• Required task A:
In the MiniDAQ configuration page, what is the path of the Python script that generates the system configurations?
• Required task B:
Write out the part of the MiniDAQ configuration page starting at "The intention of" and ending at "in those instructions.".

• Quoted text:
>>

ConfigurationsForCasualUsers¶

The intention of this page is to provide a few simple configurations that new or casual users can use in order to test the operation of a small MiniDAQ system that uses emulators instead of real electronics.

After you have successfully followed the steps described in Instructions for casual or first-time users, we will focus now on a few variations to the default configuration used in those instructions.

After you have setup the environment and downloaded the fake input data file

cd <work_dir>
source /cvmfs/dunedaq.opensciencegrid.org/setup_dunedaq.sh
setup_dbt dunedaq-v2.8.0
dbt-workarea-env
download a raw data file, either by running "curl -o frames.bin -O https://cernbox.cern.ch/index.php/s/7qNnuxD8igDOVJT/download" or clicking on the CERNBox link) and put it into <work_dir>

Now we generate some sample system configurations and use nanorc to run MiniDAQ app with them. The tools to generate these configurations consist of a single Python script that generates MiniDAQ system configurations with different characteristics based on command-line parameters that are given to the script. This script is minidaqapp/python/minidaqapp/nanorc/mdapp_multiru_gen.py. The config_gen files under python/minidaqapp/nanorc directory were developed to work with nanorc package, which itself can be seen as a basic Finite State Machine that sends commands and drives the MiniDAQ app.

<<

• Source data:
>>

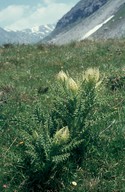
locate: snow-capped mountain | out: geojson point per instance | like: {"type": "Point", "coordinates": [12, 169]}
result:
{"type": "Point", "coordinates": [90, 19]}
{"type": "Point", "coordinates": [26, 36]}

<<

• Full solution A:
minidaqapp/python/minidaqapp/nanorc/mdapp_multiru_gen.py

• Full solution B:
The intention of this page is to provide a few simple configurations that new or casual users can use in order to test the operation of a small MiniDAQ system that uses emulators instead of real electronics.

After you have successfully followed the steps described in Instructions for casual or first-time users, we will focus now on a few variations to the default configuration used in those instructions.